Stated goal A: Put the records from the line with "Note to the class: point out the bird's black" to the line with "<point>181,363</point>", both included, into a JSON list of strings with one string per line and no blank lines.

Document segment:
Regardless, I find your new version at least a lot more readable, so
I'm ok with it.

It looks like Oleg found an independent issue, though.

                  Linus
Eric W. Biederman April 24, 2020, 6:10 p.m. UTC | #5
Oleg Nesterov <oleg@redhat.com> writes:

> On 04/23, Eric W. Biederman wrote:
>>
>> When the thread group leader changes during exec and the old leaders
>> thread is reaped proc_flush_pid
>
> This is off-topic, but let me mention this before I forget...
>
> Note that proc_flush_pid() does nothing if CONFIG_PROC_FS=n, this mean
> that in this case release_task() leaks thread_pid.

Good catch.  Wow.  I seem to be introducing almost as many bugs as I am
fixing right now.  Ouch.

>> +void exchange_tids(struct task_struct *ntask, struct task_struct *otask)
>> +{
>> +	/* pid_links[PIDTYPE_PID].next is always NULL */
>> +	struct pid *npid = READ_ONCE(ntask->thread_pid);
>> +	struct pid *opid = READ_ONCE(otask->thread_pid);
>> +
>> +	rcu_assign_pointer(opid->tasks[PIDTYPE_PID].first, &ntask->pid_links[PIDTYPE_PID]);
>> +	rcu_assign_pointer(npid->tasks[PIDTYPE_PID].first, &otask->pid_links[PIDTYPE_PID]);
>> +	rcu_assign_pointer(ntask->thread_pid, opid);
>> +	rcu_assign_pointer(otask->thread_pid, npid);
>> +	WRITE_ONCE(ntask->pid_links[PIDTYPE_PID].pprev, &opid->tasks[PIDTYPE_PID].first);
>> +	WRITE_ONCE(otask->pid_links[PIDTYPE_PID].pprev, &npid->tasks[PIDTYPE_PID].first);
>> +	WRITE_ONCE(ntask->pid, pid_nr(opid));
>> +	WRITE_ONCE(otask->pid, pid_nr(npid));
>> +}
>
> Oh, at first glance this breaks posix-cpu-timers.c:lookup_task(), the last
> user of has_group_leader_pid().

Stated goal B: Name every person in the kernel mailing-list excerpt, as the excerpt names them.

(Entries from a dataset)
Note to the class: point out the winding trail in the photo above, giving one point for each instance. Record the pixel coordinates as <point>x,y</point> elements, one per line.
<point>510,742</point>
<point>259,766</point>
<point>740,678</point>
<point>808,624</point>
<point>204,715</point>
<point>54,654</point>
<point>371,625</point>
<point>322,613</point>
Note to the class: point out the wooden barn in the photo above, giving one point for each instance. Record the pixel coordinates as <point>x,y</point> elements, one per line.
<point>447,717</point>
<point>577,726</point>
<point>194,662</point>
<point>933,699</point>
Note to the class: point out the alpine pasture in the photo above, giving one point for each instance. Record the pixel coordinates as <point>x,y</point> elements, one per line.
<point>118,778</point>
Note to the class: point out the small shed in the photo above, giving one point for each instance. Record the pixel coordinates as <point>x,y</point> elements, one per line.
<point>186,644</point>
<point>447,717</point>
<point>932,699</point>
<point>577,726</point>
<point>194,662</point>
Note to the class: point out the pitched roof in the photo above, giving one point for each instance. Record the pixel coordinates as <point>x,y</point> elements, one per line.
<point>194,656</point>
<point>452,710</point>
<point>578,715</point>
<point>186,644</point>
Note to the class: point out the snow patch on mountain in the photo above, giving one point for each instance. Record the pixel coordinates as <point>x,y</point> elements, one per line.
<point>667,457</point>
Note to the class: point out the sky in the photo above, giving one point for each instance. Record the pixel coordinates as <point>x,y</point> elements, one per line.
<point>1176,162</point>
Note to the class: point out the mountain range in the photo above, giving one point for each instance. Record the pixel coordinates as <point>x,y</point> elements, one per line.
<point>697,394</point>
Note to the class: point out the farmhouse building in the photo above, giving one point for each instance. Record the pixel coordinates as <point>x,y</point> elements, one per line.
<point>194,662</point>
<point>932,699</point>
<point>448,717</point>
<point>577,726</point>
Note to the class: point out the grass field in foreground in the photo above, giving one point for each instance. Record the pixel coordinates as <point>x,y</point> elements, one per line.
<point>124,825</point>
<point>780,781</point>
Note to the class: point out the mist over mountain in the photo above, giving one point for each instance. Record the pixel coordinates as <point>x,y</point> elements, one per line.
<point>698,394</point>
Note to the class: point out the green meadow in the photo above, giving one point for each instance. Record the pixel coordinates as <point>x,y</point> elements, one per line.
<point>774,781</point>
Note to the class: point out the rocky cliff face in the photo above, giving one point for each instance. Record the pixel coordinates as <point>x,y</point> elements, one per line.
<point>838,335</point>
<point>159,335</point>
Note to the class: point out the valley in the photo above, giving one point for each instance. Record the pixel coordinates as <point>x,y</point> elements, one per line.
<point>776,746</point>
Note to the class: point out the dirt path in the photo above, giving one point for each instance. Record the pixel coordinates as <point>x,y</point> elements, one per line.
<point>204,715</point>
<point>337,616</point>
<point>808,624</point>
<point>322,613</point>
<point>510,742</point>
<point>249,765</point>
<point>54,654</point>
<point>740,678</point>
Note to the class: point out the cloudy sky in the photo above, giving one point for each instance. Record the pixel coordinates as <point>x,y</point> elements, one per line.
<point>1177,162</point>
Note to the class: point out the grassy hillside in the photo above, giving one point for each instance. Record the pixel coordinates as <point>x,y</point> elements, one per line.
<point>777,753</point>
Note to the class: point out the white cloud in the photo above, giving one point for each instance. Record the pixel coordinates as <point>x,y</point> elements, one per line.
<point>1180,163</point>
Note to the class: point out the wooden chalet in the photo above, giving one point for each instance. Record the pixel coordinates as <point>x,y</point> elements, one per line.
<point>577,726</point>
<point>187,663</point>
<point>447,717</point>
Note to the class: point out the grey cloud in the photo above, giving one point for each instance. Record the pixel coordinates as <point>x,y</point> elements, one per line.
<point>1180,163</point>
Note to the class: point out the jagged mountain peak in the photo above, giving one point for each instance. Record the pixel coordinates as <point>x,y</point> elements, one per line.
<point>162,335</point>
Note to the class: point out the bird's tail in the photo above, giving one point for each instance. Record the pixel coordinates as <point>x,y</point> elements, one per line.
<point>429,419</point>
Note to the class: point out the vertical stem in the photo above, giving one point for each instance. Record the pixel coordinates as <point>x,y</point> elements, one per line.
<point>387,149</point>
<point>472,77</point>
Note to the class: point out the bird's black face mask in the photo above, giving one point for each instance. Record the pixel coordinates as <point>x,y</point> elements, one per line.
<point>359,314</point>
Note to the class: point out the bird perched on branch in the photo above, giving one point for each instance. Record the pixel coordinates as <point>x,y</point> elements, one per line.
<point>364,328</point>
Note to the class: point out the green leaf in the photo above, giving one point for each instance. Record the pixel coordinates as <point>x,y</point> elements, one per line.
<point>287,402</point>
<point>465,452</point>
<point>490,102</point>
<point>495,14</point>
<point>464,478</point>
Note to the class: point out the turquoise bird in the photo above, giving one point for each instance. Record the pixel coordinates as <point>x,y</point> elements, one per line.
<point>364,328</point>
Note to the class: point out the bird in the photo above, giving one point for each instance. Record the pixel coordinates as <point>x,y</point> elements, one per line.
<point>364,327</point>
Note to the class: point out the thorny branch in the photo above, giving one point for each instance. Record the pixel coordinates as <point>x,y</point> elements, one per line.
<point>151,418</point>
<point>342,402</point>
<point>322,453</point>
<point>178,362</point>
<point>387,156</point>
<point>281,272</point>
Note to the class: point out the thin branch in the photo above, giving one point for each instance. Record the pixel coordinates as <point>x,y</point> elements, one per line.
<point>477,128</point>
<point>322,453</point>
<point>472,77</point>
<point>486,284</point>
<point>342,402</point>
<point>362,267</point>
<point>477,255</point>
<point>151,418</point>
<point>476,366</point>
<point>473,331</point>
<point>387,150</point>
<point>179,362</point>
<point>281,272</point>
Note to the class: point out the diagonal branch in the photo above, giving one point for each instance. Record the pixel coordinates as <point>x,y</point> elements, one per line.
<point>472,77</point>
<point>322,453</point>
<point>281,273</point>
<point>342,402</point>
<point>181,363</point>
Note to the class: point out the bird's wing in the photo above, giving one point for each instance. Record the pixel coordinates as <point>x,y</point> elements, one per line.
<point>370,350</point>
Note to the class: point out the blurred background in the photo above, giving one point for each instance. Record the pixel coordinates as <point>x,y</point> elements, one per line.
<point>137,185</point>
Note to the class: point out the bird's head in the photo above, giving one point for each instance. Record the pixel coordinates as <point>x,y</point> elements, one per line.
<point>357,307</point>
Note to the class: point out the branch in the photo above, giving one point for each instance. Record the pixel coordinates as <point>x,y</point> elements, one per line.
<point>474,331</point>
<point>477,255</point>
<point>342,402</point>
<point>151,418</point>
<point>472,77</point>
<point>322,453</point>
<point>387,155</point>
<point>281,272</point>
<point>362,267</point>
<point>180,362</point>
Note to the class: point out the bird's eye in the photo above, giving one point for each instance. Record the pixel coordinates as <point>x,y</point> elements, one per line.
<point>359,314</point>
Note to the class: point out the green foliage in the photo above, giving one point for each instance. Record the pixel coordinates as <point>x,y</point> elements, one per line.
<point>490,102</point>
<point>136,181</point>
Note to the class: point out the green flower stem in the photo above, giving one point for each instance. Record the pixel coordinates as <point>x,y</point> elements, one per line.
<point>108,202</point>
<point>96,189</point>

---

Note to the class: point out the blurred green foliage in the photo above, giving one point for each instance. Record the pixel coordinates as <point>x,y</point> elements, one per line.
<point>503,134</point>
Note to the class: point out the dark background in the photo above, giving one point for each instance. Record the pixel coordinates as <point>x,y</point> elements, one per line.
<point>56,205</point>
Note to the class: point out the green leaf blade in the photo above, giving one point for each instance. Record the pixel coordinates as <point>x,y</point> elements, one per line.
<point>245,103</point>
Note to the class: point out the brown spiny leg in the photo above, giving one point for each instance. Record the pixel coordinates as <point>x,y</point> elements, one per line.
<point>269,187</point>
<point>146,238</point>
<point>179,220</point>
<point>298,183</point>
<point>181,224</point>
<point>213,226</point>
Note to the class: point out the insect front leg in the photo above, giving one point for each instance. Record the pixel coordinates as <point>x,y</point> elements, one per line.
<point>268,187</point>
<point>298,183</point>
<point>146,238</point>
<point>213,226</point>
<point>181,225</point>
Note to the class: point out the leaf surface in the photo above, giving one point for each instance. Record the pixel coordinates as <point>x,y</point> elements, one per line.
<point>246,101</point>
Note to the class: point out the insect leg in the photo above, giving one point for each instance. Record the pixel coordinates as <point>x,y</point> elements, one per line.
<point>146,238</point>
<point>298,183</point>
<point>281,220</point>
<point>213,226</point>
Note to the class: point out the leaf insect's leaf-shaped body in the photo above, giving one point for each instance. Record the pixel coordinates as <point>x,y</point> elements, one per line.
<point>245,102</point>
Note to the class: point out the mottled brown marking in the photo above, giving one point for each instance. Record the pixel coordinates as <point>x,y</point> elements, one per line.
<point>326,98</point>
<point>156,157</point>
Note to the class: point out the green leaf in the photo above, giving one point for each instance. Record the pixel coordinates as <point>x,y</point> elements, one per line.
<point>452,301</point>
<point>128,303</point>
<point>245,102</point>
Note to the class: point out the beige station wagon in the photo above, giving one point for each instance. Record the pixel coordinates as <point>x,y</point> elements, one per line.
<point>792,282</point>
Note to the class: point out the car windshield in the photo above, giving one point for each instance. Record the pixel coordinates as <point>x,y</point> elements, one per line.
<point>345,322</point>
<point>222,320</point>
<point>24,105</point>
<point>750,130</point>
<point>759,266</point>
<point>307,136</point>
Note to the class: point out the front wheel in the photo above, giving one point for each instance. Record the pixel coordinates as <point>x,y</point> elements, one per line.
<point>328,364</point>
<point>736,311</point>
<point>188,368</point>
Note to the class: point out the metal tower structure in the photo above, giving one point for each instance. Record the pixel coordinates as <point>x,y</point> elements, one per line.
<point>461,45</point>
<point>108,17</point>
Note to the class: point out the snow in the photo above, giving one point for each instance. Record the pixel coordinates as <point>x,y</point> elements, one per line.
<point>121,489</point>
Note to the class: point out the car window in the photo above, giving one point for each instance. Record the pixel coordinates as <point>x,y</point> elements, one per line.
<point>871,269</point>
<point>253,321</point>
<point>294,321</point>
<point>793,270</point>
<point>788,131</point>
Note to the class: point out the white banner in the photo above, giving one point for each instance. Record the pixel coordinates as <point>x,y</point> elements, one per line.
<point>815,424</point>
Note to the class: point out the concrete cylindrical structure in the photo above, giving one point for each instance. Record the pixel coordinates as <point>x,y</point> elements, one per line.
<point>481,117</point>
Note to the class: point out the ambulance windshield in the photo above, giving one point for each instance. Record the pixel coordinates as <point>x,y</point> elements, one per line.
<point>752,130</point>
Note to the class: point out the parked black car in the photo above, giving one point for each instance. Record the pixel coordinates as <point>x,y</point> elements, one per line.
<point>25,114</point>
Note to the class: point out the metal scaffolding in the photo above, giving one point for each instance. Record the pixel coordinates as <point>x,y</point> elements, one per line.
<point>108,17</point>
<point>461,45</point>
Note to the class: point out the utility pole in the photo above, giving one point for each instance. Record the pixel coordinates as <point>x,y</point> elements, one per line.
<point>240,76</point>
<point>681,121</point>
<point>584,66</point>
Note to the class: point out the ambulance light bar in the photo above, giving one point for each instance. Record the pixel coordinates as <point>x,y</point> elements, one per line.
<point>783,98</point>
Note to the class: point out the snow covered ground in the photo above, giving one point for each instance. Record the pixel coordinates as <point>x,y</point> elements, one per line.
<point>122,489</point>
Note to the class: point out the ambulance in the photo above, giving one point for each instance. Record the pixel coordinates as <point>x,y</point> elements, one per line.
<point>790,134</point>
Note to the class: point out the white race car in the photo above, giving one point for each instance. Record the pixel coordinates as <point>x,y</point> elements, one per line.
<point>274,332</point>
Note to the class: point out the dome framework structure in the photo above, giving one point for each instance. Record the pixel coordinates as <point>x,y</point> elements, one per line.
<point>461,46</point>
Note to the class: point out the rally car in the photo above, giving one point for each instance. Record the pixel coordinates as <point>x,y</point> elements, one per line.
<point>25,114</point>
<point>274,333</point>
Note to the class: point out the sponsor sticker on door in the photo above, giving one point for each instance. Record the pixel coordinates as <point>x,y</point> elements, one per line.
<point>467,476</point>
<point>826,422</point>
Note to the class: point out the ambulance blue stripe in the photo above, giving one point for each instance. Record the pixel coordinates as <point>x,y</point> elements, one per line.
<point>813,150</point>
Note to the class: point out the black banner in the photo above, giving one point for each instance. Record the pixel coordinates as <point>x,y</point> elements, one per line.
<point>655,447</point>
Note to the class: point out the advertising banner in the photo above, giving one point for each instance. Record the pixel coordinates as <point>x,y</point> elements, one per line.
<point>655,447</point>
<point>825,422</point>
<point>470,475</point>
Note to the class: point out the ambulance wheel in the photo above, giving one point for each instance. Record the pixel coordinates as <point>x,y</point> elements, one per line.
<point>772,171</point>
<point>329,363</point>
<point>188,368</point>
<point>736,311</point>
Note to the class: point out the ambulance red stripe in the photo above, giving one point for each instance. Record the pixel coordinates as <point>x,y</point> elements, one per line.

Exercise result A:
[
  "Note to the class: point out the bird's black face mask in the photo above, giving one point for each instance. Record the pixel coordinates as <point>x,y</point> elements, one per line.",
  "<point>359,314</point>",
  "Note to the class: point out the bird perched on branch in the photo above, giving one point for each instance. Record the pixel coordinates as <point>x,y</point> elements, one per line.",
  "<point>364,328</point>",
  "Note to the class: point out the green leaf in the photo above, giving one point for each instance. Record the pixel coordinates as <point>x,y</point> elements, one per line.",
  "<point>287,402</point>",
  "<point>465,452</point>",
  "<point>490,102</point>",
  "<point>495,14</point>",
  "<point>464,478</point>",
  "Note to the class: point out the turquoise bird in the photo above, giving one point for each instance. Record the pixel coordinates as <point>x,y</point> elements, one per line.",
  "<point>364,328</point>",
  "Note to the class: point out the bird in the photo above, giving one point for each instance. Record the pixel coordinates as <point>x,y</point> elements, one per line.",
  "<point>364,327</point>",
  "Note to the class: point out the thorny branch in the photo above, giving one point for each instance. Record the pixel coordinates as <point>x,y</point> elements, one per line.",
  "<point>151,418</point>",
  "<point>342,402</point>",
  "<point>322,453</point>",
  "<point>178,362</point>",
  "<point>387,156</point>",
  "<point>281,272</point>",
  "Note to the class: point out the thin branch in the photo above, giving one point for each instance. Record the pixel coordinates as <point>x,y</point> elements, one per line.",
  "<point>477,128</point>",
  "<point>322,453</point>",
  "<point>472,77</point>",
  "<point>486,284</point>",
  "<point>342,402</point>",
  "<point>362,267</point>",
  "<point>477,255</point>",
  "<point>151,418</point>",
  "<point>476,366</point>",
  "<point>473,331</point>",
  "<point>387,150</point>",
  "<point>179,362</point>",
  "<point>281,272</point>",
  "Note to the class: point out the diagonal branch in the photo above, giving one point for each instance. Record the pixel coordinates as <point>x,y</point> elements, one per line.",
  "<point>472,77</point>",
  "<point>322,453</point>",
  "<point>281,273</point>",
  "<point>342,402</point>",
  "<point>181,363</point>"
]

Exercise result B: Linus, Eric W. Biederman, Oleg Nesterov